§ Exercise instructions
Rewrite every line of the rows below as a numbered list, skipping any blank lines.

§ Available data
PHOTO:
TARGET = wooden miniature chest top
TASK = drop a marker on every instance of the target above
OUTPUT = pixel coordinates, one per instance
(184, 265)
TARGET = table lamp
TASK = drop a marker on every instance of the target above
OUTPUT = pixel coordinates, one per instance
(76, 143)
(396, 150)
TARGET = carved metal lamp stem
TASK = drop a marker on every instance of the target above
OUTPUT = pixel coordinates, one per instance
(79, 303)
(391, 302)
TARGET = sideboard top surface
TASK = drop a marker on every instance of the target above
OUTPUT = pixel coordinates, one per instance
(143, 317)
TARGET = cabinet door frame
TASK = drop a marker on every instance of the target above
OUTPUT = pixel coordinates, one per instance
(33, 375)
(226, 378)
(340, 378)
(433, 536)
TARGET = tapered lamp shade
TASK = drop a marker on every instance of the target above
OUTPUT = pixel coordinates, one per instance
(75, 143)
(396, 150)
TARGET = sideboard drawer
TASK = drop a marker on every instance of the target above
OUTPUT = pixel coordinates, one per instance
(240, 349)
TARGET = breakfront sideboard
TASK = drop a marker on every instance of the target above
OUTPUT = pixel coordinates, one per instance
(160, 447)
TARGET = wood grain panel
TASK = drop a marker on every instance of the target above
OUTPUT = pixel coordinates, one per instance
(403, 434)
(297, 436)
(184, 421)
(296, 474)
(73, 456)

§ Task solution
1. PHOTO:
2. TARGET = wooden miniature chest top
3. TASK = drop a marker on every instance of the target above
4. OUTPUT = pixel coordinates, one per instance
5. (184, 265)
6. TARGET = table lamp
7. TASK = drop a marker on every instance of the target above
8. OUTPUT = pixel coordinates, one per instance
9. (76, 143)
10. (396, 150)
11. TARGET = carved metal lamp stem
12. TASK = drop a marker on every instance of the target above
13. OUTPUT = pixel coordinates, one per instance
14. (79, 303)
15. (391, 302)
16. TARGET = sideboard top surface
17. TASK = drop a marker on every instance of the target above
18. OUTPUT = pixel coordinates, one per instance
19. (143, 317)
20. TARGET = cabinet door frame
21. TASK = drop a marker on every instance of the target above
22. OUTPUT = pixel coordinates, one per instance
23. (33, 375)
24. (226, 378)
25. (340, 378)
26. (433, 536)
27. TARGET = tapered lamp shade
28. TASK = drop a marker on every instance of the target above
29. OUTPUT = pixel coordinates, one per instance
30. (75, 143)
31. (396, 150)
32. TARGET = sideboard drawer
33. TASK = drop a marker on every instance of the target above
34. OUTPUT = pixel coordinates, one per instance
35. (240, 349)
36. TARGET = breakfront sideboard
37. TASK = drop a marker on every instance of the target above
38. OUTPUT = pixel coordinates, one per instance
39. (160, 447)
40. TARGET = wood grain panel
41. TASK = drop a marker on every instance of the target above
42. OUTPUT = pixel coordinates, one per instance
43. (403, 434)
44. (297, 436)
45. (184, 421)
46. (296, 474)
47. (73, 456)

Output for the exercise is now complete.